§ Data provided:
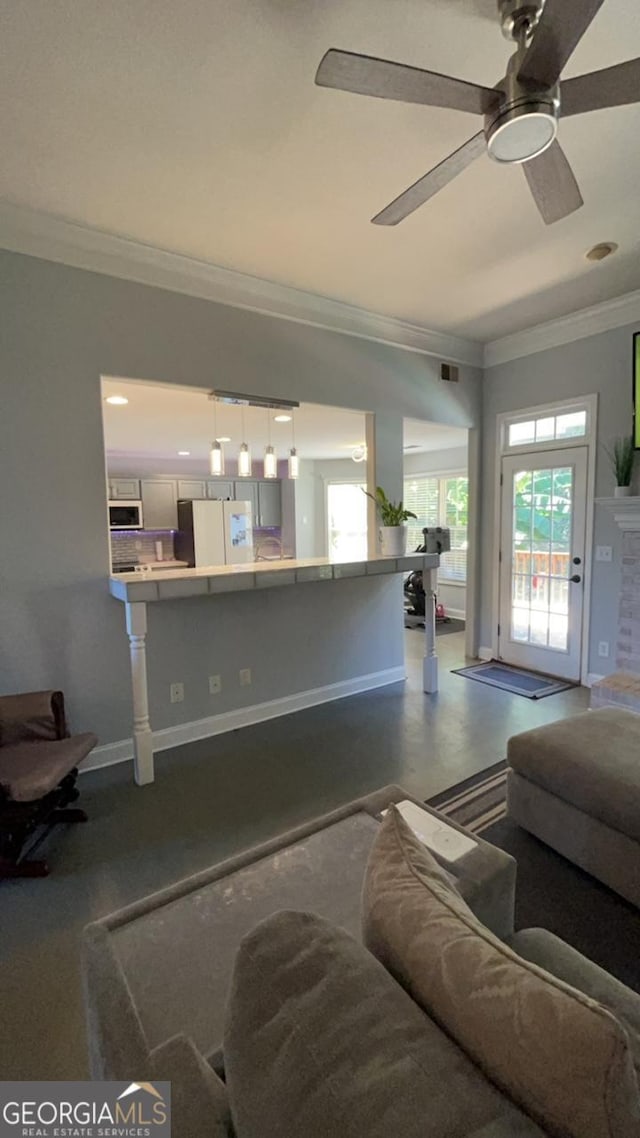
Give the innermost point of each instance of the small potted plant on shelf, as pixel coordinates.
(622, 456)
(393, 528)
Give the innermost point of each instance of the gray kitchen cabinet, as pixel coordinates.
(124, 488)
(216, 487)
(191, 487)
(246, 491)
(160, 509)
(269, 503)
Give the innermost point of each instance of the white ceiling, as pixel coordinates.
(196, 128)
(160, 420)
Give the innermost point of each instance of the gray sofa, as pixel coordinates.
(312, 1035)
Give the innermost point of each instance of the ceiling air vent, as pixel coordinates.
(449, 372)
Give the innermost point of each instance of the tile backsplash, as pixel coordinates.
(139, 546)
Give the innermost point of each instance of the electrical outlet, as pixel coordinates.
(604, 553)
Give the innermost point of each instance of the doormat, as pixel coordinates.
(476, 802)
(530, 684)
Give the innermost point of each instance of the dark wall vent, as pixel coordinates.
(449, 372)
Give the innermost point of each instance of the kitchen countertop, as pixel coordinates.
(153, 584)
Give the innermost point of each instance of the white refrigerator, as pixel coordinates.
(213, 533)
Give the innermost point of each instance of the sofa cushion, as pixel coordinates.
(567, 964)
(320, 1041)
(589, 760)
(559, 1055)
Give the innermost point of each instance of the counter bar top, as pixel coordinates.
(155, 585)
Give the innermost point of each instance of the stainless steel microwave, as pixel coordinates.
(125, 514)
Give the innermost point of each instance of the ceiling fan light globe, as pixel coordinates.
(520, 134)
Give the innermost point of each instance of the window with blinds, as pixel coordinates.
(441, 502)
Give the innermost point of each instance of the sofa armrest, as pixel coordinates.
(199, 1106)
(32, 717)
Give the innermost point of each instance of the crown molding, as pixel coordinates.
(40, 234)
(576, 326)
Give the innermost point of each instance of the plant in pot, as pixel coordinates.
(622, 456)
(393, 528)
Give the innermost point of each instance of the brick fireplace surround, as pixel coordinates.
(622, 689)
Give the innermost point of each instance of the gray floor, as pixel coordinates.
(215, 798)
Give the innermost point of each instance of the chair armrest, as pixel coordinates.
(32, 717)
(199, 1107)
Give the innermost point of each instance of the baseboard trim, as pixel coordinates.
(166, 737)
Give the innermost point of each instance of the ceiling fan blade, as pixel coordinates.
(552, 183)
(386, 80)
(432, 182)
(560, 27)
(608, 88)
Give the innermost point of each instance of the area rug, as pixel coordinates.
(551, 892)
(531, 684)
(478, 801)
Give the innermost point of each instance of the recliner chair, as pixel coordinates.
(38, 772)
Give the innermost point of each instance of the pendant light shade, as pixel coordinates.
(244, 454)
(216, 459)
(244, 461)
(270, 462)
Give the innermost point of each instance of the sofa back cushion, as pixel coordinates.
(563, 1057)
(320, 1041)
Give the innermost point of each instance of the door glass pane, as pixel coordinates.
(541, 557)
(347, 521)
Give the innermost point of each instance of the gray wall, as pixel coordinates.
(599, 364)
(62, 328)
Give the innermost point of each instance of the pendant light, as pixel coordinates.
(216, 455)
(270, 458)
(244, 454)
(294, 461)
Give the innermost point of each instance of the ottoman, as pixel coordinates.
(575, 784)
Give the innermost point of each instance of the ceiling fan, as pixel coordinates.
(520, 113)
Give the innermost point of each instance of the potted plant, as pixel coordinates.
(393, 528)
(622, 456)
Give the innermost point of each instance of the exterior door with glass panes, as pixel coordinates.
(542, 560)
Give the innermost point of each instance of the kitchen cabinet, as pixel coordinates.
(216, 487)
(124, 488)
(160, 509)
(269, 504)
(191, 487)
(245, 489)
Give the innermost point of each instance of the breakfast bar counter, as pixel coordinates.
(136, 590)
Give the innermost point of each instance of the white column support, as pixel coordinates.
(142, 736)
(429, 664)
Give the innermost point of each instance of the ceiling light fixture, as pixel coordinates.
(244, 453)
(270, 458)
(294, 460)
(216, 454)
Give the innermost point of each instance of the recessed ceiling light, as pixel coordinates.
(599, 252)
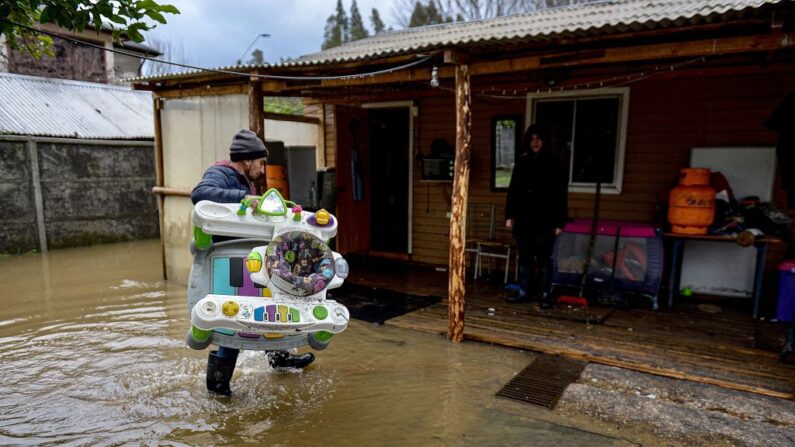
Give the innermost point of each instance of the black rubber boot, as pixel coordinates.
(525, 285)
(546, 288)
(219, 373)
(283, 359)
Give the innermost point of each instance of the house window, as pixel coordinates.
(587, 129)
(506, 135)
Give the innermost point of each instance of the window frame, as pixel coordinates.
(518, 132)
(622, 93)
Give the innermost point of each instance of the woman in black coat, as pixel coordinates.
(536, 210)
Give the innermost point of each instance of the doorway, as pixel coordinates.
(389, 179)
(374, 174)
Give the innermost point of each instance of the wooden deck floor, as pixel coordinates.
(685, 343)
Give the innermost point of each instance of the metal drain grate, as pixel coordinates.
(543, 381)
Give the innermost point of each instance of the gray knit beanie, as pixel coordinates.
(246, 145)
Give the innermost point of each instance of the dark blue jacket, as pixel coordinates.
(223, 184)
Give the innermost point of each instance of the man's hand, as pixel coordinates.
(253, 201)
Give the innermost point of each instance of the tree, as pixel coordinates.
(376, 22)
(257, 57)
(127, 17)
(358, 31)
(337, 28)
(428, 14)
(170, 50)
(466, 10)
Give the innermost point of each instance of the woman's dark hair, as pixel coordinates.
(541, 132)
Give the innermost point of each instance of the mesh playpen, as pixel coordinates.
(639, 261)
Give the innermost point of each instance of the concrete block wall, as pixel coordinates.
(18, 231)
(81, 193)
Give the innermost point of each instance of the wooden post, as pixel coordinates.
(157, 103)
(256, 120)
(457, 268)
(38, 198)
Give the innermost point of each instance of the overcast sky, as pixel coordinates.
(215, 33)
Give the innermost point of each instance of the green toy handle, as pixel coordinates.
(246, 203)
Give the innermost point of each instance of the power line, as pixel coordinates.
(218, 70)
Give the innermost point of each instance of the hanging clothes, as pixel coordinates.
(782, 121)
(357, 181)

§ Task brief: Once the images are dropped, set down the remaining material word for word.

§ Answer box:
Give the innermost point of each instance of the small potted plant on shelf, as pixel coordinates.
(622, 456)
(393, 528)
Give the innermost point of each instance of the gray kitchen cabinet, as pixel coordinates.
(124, 488)
(216, 487)
(191, 487)
(246, 491)
(160, 509)
(269, 503)
Give the innermost point of each instance of the white ceiling, as pixel coordinates.
(196, 128)
(160, 420)
Give the innermost point of each instance of the gray sofa, as pixel coordinates.
(312, 1035)
Give the innermost point of each instance of the ceiling air vent, as pixel coordinates.
(449, 372)
Give the innermost point of each instance of the tile backsplash, as pixel coordinates.
(139, 546)
Give the innermost point of each instance of the electrical outlet, as pixel coordinates.
(604, 553)
Give the innermost point of each instance of the doormat, as pixel coordinates.
(476, 802)
(530, 684)
Give the innermost point of each instance of the dark wall vent, as pixel coordinates.
(449, 372)
Give the innermost point of each instance of the kitchen countertop, as pixel coordinates.
(153, 584)
Give the innermost point of each instance of the white refrigerator, as pixel coordinates.
(213, 533)
Give the innermost point of each instance of the sofa cushion, as pixel coordinates.
(567, 964)
(320, 1041)
(589, 760)
(559, 1055)
Give the innermost point of each instance of the counter bar top, as pixel coordinates.
(155, 585)
Give the innermost point of each instance of the stainless steel microwave, as pixel coordinates.
(125, 514)
Give the innermost point of each instance of the ceiling fan light globe, as pixel coordinates.
(520, 134)
Give the innermost point of each instance of the window with blinds, as pixel coordinates.
(441, 502)
Give the innermost point of each instance of the sofa armrest, as pixel coordinates.
(199, 1106)
(32, 717)
Give the innermost point of each instance of the crown molding, as pixel coordinates.
(40, 234)
(576, 326)
Give the innermost point of each instance of the plant in pot, as pixel coordinates.
(622, 456)
(393, 528)
Give the innermost point of each instance of the brick fireplace surround, as pixel coordinates.
(622, 689)
Give the innermost point of each instance of the gray floor, as pixel coordinates.
(215, 798)
Give the innermost point of each instance of the chair armrest, as pixel coordinates.
(32, 717)
(199, 1107)
Give the innermost point of each instance of the baseboard trim, as pixel coordinates.
(166, 737)
Give the innermost point of each instance of the ceiling fan blade, as pixel coordinates.
(552, 183)
(386, 80)
(432, 182)
(560, 27)
(608, 88)
Give the innermost point of each instance of the area rug, as pixel coordinates.
(551, 892)
(531, 684)
(478, 801)
Give the innermost point of each instance of the recliner chair, as pixel coordinates.
(38, 772)
Give the innermost point of each instance of the pendant light shade, as pixel coordinates.
(244, 454)
(216, 459)
(244, 461)
(270, 462)
Give the innermost point of each instance of the sofa back cushion, as pixel coordinates.
(563, 1057)
(320, 1041)
Give the innermost point of each instance of the door glass pane, as pixel coordinates.
(541, 557)
(347, 521)
Give the innermost point of each instance of the gray wall, as pixel coordinates.
(599, 364)
(62, 328)
Give the innermost point of each instance of the pendant light, as pixel coordinates.
(216, 455)
(270, 458)
(244, 454)
(294, 461)
Give the innermost point of each instance of the ottoman, as pixel coordinates.
(575, 784)
Give the innermost point of each instance of the ceiling fan, as pixel coordinates.
(520, 113)
Give the innermost point of each instance of the potted plant, as pixel coordinates.
(393, 528)
(622, 456)
Give the innermost point of each instance of the exterior door with glass panes, as pixel coordinates.
(542, 560)
Give the innermost point of each instance of the kitchen cabinet, as pixel coordinates.
(216, 487)
(124, 488)
(160, 509)
(269, 504)
(191, 487)
(245, 489)
Give the innermost point of each instance of the breakfast bar counter, as pixel coordinates.
(136, 590)
Give the innermost point of each instance of the white column support, as pixel coordinates.
(142, 736)
(429, 664)
Give the innermost point of each instance of the ceiling light fixture, as pixel coordinates.
(244, 453)
(270, 458)
(294, 460)
(216, 454)
Give the innermost point of each instance of the recessed ceiling light, as pixel coordinates.
(599, 252)
Give the innermost point of each instance of the black rubber boot, as pixel coordinates.
(525, 285)
(546, 288)
(219, 373)
(283, 359)
Give the innermost point of each instance of the house window, as pixel coordinates.
(587, 129)
(506, 135)
Give the innermost point of each instance of the window frame, as pixel coordinates.
(518, 132)
(622, 93)
Give the innermost point of each instance of the woman in black coat, as pixel coordinates.
(536, 210)
Give the innermost point of each instance of the doorway, as pixel coordinates.
(389, 179)
(374, 174)
Give the innermost point of each instance of the wooden deck floor, as pixel coordinates.
(685, 343)
Give the innermost point of each instance of the metal drain grate, as pixel coordinates.
(543, 381)
Give the innermost point of each instance of the gray knit beanie, as pixel coordinates.
(246, 145)
Give the innermost point of each instance of the dark blue jacket, as pixel coordinates.
(223, 184)
Give the innermost point of each instance of the man's hand, as pixel coordinates.
(253, 201)
Give the innermost point of each instance of the tree, as pixel coordinates.
(376, 22)
(257, 57)
(127, 17)
(358, 31)
(337, 28)
(428, 14)
(170, 50)
(466, 10)
Give the innermost point of each instance of the woman's dark hair, as pixel coordinates.
(541, 132)
Give the innermost point of each instance of the mesh playpen, as pixel coordinates.
(639, 261)
Give the innermost point of each instance of the concrete block wall, as pixel coordinates.
(18, 231)
(81, 193)
Give the innermost point of each instance of the wooden post, as pixel coordinates.
(157, 103)
(256, 120)
(457, 268)
(38, 198)
Give the innermost point of each instance of the overcast sky, as pixel coordinates.
(215, 33)
Give the innermost point of each instance of the green toy handle, as pixel coordinates.
(246, 203)
Give the innermost point of each instance of the power line, as pixel coordinates.
(218, 70)
Give the innermost point of each instance of the hanging clothes, as pixel coordinates.
(782, 121)
(357, 181)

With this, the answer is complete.